-- START DOCUMENT TEXT --
TONY HAWKS: I had a great adventure about a decade or so ago when I put a fridge beside the side of the road in Ireland and decided to hitchhike around that country. I couldn't have expected it to go as well as it did, but these people embraced me, took me to their hearts. The silliness of it all somehow seemed to make them want to shower me with generosity. And I would advise everybody here if they are feeling a little bit stuck perhaps in a little rut in their particular walk of life at the moment, haven't found a career they're happy with, take a white good, place it by the side of the road, embrace...

BUZZ

NP: Ross challenged.

ROSS NOBLE: It's repetition of road, side of the road.

NP: Yes, on the road because you started on the road, didn't you.

TH: I did.

PAUL MERTON: Nevertheless very sound advice in this economic climate!

RN: I had to buzz because the way he was going, he was going to start signing his book!

PM: Oh did you manage to get a book out of it, Tony?

RN: I've got some merchandise for sale, if anyone's interested.

NP: So that was a correct challenge Ross, and in this game whoever has a correct challenge gets a point for that. So Ross Noble has a point and he has the subject and he has 23 seconds, a great adventure starting now.

RN: I'm hoping to have a great adventure one week from today. My plan is to ride from Cape Town up through Namibia and across to Victoria Falls. I haven't yet got a map for the Skeleton Coast but I'm planning on buying a picture of Victoria Beckham...
-- END DOCUMENT TEXT --
-- START MATERIAL FOR THIS EXERCISE --
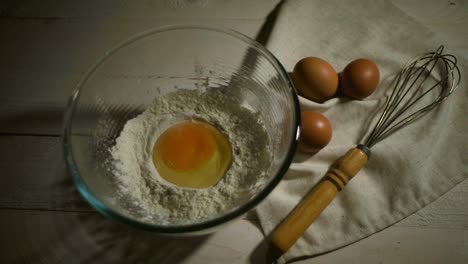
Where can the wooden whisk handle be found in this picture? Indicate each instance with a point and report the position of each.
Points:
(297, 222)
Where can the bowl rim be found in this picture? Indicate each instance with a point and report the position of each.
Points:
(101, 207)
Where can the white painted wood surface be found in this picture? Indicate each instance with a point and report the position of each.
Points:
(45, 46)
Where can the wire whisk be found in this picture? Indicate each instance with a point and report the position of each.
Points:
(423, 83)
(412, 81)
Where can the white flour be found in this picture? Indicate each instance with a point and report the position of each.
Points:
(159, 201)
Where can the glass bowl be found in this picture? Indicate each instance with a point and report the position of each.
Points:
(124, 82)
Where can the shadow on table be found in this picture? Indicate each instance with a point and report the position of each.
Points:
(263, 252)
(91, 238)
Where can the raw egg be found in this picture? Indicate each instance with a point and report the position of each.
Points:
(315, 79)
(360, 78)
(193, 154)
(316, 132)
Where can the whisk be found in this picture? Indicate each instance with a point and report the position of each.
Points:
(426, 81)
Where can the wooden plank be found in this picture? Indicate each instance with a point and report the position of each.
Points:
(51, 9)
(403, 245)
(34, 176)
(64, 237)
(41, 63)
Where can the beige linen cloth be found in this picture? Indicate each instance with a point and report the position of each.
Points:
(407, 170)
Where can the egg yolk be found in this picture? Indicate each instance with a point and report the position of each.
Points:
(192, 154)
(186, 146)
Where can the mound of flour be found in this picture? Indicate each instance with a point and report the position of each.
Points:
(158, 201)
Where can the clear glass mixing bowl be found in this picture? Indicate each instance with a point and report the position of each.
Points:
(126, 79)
-- END MATERIAL FOR THIS EXERCISE --
-- START MATERIAL FOR THIS EXERCISE --
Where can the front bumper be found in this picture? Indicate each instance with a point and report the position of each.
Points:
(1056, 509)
-- END MATERIAL FOR THIS EXERCISE --
-- START MATERIAL FOR THIS EXERCISE --
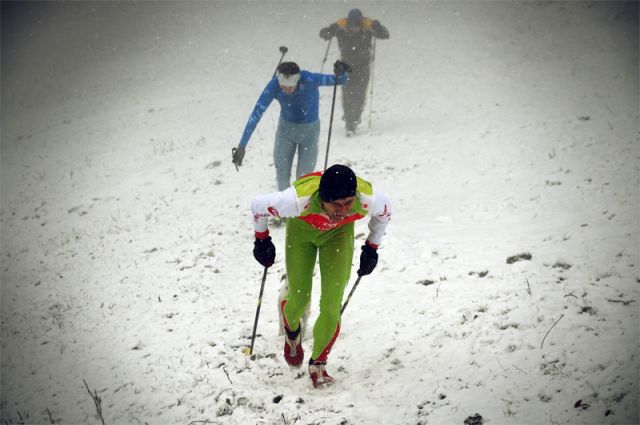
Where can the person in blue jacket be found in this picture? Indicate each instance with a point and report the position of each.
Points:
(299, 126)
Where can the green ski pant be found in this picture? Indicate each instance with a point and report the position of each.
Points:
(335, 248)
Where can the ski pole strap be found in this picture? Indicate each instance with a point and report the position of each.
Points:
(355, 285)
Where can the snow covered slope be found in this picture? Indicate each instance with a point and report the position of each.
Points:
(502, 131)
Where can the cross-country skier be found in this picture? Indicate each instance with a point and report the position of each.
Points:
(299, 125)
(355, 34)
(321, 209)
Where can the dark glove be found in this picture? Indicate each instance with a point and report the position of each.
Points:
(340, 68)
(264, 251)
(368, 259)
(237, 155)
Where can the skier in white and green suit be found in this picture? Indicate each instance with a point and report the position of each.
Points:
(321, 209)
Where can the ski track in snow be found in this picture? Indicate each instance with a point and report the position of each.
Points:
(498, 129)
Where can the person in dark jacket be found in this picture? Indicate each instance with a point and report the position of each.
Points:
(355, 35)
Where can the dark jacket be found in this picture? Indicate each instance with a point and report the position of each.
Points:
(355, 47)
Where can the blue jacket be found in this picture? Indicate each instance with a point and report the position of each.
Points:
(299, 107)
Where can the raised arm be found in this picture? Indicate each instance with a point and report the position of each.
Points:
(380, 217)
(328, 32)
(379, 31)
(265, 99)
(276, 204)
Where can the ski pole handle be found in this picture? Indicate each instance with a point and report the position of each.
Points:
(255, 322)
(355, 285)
-- END MATERIAL FOR THIS EXERCISE --
__REQUIRED WORK__
A – In the transcript, where does Ross Noble plan to start his ride?
B – Write out the rows word for word, starting at the line that has "Where can the front" and stopping after the line that has "(1056, 509)".

__RESPONSE LIST__
A – Cape Town

B –
Where can the front bumper be found in this picture? Indicate each instance with a point and report the position of each.
Points:
(1056, 509)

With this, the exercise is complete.